Even diffusion isn't some magical force guiding chemicals through the medium. It's just random movement that statistically results in the chemical being spread out. This is the same principle that the 2nd law of thermodynamics is based upon. There's nothing magic to it, it's just the statistically likely end result over many particles.
Yes. It's interesting how powerful and clarifying this model of its-all-just-atoms-bumping-into-atoms is. It's interesting how many people take science courses, but don't really get this.
In the context of Covid19, I see so many people wearing PPE, but failing to act as though they understand that the actual goal is to prevent this tiny virion dust from entering your orifices. Like wearing gloves and a mask, but then picking up unclean item in store then using now unclean gloves to adjust mask and make it unclean.
People seem to think of things as having essences or talismanic effects. Like gloves give you +2 against covid and a mask gives you +5 when it's really all about preventing those virus things from bumping into your cell things.
People understand 'germs' we don't live in a magical culture. It's not that they don't understand contamination they just haven't thought far enough ahead when they adjust their mask.

_Listed records_
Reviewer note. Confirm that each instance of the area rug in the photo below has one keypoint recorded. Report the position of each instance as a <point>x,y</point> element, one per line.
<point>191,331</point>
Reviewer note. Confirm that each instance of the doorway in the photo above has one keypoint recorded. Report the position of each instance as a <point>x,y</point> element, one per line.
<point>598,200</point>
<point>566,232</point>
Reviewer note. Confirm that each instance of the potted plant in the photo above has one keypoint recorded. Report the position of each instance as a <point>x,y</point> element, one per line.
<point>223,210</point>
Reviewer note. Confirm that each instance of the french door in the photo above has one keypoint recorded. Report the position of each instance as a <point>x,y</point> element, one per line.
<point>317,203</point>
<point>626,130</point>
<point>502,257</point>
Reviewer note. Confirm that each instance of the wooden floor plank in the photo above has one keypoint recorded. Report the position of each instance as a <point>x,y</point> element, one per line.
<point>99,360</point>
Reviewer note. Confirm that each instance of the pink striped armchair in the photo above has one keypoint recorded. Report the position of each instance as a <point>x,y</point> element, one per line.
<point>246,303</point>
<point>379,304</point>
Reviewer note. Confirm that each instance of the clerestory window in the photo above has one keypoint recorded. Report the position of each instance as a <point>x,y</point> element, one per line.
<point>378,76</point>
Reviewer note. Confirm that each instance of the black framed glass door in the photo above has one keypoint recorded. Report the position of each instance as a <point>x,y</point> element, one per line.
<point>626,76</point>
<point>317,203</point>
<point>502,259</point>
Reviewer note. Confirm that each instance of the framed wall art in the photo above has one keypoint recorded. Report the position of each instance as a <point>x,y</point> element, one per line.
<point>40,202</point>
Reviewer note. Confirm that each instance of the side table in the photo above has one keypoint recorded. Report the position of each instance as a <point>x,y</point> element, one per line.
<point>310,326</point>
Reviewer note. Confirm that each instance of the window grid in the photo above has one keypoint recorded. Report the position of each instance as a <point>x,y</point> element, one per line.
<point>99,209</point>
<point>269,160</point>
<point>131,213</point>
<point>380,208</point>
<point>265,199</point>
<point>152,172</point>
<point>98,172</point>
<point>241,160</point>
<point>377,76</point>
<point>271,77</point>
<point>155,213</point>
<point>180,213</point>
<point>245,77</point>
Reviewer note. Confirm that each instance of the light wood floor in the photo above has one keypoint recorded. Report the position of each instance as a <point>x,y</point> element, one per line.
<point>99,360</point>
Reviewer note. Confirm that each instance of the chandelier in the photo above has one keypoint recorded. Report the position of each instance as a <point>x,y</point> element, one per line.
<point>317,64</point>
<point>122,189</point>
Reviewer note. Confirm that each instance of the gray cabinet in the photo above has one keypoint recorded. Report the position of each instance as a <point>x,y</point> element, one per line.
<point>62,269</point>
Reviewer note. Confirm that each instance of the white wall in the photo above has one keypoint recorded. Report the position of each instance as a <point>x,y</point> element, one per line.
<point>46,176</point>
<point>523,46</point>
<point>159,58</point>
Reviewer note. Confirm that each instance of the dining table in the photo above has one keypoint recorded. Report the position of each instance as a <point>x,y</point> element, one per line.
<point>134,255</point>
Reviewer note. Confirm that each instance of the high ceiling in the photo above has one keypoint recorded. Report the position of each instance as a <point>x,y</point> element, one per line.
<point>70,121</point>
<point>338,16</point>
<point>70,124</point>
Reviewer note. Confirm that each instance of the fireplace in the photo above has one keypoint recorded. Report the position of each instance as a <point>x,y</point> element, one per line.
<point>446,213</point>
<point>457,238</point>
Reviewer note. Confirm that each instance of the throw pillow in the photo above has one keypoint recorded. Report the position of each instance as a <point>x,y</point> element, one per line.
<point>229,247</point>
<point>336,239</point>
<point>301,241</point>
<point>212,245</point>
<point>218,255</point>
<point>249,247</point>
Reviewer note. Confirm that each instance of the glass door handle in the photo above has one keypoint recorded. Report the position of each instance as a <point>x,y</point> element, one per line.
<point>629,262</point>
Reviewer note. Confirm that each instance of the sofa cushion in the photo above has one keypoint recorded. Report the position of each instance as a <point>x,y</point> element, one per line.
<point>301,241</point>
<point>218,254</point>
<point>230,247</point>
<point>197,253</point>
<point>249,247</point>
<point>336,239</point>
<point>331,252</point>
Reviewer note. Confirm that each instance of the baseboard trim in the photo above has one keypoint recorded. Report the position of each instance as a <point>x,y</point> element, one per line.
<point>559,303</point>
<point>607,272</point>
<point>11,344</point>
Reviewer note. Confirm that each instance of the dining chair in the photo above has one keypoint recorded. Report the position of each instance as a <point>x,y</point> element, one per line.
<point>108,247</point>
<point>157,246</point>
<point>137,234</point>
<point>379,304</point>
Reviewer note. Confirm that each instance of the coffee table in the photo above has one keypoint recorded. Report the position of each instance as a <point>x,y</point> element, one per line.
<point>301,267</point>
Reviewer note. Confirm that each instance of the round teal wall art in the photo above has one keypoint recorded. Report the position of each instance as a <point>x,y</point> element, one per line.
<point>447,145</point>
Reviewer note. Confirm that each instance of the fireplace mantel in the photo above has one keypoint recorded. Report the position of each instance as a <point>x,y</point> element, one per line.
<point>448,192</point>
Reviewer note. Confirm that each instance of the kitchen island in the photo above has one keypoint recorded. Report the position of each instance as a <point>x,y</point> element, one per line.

==

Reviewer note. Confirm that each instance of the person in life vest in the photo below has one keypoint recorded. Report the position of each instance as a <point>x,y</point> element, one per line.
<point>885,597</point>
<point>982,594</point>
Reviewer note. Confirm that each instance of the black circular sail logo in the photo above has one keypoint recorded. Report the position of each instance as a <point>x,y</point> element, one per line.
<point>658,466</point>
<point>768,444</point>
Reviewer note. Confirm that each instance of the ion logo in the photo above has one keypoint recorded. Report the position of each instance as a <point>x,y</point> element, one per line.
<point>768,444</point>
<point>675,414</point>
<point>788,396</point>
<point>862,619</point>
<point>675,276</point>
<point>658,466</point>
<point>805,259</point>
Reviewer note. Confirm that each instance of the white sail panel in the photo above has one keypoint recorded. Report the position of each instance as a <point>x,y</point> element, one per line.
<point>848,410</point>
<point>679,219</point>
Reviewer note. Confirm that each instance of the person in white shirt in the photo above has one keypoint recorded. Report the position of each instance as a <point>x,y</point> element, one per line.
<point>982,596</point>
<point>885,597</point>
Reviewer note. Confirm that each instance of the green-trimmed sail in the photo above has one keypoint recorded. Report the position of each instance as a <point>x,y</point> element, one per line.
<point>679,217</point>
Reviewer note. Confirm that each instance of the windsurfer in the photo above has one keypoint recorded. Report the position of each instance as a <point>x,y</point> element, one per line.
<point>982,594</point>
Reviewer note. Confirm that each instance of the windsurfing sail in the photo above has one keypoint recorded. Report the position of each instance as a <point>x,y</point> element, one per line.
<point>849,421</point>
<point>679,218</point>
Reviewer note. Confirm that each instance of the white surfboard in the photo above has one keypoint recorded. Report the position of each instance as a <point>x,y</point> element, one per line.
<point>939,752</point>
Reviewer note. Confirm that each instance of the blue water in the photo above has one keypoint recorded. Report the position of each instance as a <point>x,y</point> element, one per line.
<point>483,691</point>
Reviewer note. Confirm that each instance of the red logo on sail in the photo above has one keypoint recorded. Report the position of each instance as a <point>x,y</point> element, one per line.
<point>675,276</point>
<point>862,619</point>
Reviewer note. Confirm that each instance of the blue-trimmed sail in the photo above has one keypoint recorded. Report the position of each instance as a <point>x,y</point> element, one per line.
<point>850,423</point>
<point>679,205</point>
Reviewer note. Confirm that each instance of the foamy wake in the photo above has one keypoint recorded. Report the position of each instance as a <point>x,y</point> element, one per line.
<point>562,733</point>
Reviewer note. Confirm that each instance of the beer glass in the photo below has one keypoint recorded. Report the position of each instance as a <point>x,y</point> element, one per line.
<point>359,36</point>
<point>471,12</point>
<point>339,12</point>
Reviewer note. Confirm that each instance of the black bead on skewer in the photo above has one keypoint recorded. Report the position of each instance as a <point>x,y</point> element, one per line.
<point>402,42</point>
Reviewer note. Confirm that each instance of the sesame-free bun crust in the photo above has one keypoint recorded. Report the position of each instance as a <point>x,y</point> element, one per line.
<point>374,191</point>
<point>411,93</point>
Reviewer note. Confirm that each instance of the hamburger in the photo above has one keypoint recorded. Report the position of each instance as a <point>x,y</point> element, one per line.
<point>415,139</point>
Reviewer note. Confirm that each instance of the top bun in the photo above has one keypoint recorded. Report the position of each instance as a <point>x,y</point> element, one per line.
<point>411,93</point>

...

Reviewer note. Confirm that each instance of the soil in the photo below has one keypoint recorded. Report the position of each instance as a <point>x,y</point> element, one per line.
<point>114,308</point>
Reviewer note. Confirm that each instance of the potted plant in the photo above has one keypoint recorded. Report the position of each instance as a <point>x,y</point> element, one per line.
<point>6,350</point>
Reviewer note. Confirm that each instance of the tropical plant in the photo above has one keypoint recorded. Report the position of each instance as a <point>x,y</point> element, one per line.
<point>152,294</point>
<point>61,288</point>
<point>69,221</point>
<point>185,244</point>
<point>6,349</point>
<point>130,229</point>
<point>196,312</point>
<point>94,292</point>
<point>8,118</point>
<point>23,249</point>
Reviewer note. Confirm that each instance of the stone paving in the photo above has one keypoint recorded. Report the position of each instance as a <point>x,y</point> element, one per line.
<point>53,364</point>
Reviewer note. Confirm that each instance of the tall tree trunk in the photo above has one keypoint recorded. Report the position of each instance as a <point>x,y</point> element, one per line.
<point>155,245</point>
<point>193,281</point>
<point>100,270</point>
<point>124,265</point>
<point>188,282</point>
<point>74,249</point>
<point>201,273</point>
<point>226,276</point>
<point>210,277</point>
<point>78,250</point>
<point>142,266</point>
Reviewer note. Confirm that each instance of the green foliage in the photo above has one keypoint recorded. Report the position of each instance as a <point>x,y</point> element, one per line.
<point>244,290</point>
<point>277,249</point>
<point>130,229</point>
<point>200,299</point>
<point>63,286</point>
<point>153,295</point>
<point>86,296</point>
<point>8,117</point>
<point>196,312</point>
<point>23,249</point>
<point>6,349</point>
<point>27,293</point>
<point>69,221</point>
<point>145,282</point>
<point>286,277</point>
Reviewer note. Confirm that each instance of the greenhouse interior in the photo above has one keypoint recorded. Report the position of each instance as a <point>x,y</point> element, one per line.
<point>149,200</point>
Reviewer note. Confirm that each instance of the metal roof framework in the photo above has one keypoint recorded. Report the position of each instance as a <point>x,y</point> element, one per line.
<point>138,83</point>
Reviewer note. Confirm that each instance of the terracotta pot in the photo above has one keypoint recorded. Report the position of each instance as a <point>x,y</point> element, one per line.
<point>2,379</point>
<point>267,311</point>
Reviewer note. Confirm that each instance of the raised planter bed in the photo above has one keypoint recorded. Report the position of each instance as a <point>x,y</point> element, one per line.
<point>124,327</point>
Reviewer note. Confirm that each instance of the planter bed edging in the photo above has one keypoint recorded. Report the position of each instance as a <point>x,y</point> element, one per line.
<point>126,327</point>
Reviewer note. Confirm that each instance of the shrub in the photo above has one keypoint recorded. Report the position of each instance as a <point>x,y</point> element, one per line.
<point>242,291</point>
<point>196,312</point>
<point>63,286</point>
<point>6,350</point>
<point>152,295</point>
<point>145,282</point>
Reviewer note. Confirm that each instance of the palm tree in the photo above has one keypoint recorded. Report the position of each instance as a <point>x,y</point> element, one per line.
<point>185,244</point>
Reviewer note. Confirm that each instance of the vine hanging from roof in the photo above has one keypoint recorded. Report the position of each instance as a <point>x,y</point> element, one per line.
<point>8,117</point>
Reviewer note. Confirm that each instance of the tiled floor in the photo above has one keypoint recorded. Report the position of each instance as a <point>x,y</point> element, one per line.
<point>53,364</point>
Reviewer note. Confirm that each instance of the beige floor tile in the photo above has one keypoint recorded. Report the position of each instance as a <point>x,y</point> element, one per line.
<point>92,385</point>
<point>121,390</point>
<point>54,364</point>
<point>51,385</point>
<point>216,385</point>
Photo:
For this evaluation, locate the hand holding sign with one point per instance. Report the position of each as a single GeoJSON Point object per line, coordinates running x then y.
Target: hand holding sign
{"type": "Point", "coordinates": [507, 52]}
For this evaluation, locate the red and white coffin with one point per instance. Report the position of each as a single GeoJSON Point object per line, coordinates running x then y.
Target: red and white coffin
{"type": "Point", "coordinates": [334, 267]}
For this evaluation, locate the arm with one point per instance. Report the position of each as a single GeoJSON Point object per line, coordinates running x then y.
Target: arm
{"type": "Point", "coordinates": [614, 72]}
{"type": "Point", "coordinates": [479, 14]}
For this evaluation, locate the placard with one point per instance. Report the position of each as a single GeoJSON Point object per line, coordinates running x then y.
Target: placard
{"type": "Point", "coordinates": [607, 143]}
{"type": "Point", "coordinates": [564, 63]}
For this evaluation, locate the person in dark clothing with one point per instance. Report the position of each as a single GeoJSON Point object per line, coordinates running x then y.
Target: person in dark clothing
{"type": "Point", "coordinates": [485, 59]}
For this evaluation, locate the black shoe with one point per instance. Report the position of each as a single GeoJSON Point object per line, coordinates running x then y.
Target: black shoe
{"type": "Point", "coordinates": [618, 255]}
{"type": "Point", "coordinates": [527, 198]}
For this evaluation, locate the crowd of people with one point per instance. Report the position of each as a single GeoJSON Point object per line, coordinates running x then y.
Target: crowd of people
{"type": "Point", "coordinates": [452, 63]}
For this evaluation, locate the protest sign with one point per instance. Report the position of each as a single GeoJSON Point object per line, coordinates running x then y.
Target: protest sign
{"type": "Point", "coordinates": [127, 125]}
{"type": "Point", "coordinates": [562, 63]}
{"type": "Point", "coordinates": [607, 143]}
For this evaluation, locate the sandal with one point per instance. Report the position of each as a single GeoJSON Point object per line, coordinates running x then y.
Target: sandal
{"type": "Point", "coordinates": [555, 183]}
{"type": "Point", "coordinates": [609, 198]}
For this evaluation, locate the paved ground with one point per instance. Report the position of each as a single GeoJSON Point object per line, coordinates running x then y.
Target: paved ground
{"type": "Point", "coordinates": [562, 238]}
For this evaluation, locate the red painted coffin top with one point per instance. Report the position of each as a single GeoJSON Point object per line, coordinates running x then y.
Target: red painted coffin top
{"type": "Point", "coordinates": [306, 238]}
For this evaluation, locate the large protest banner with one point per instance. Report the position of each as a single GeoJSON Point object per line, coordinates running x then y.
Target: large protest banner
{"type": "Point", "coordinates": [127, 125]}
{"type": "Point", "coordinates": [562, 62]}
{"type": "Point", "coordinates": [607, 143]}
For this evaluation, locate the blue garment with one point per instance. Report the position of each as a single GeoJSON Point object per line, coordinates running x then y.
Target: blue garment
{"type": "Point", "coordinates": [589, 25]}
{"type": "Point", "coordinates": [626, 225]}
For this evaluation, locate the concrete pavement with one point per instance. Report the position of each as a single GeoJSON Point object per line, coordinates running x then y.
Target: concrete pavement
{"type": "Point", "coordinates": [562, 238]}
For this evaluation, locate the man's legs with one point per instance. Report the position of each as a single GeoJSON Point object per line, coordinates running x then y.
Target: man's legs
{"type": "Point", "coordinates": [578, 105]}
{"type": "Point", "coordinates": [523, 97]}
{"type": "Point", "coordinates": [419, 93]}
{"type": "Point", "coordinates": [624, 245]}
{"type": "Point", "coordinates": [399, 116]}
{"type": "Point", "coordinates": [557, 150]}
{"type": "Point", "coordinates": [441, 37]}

_Task requirements_
1 – According to the comment thread, which law rests on the same principle as diffusion?
2 – Update the stretch of the comment thread from "Even diffusion isn't" through "over many particles." by putting "molecules" in place of "particles".
Please set the material aside, since it plays no part here.

_Outputs for the tasks_
1 – The 2nd law of thermodynamics.

2 –
Even diffusion isn't some magical force guiding chemicals through the medium. It's just random movement that statistically results in the chemical being spread out. This is the same principle that the 2nd law of thermodynamics is based upon. There's nothing magic to it, it's just the statistically likely end result over many molecules.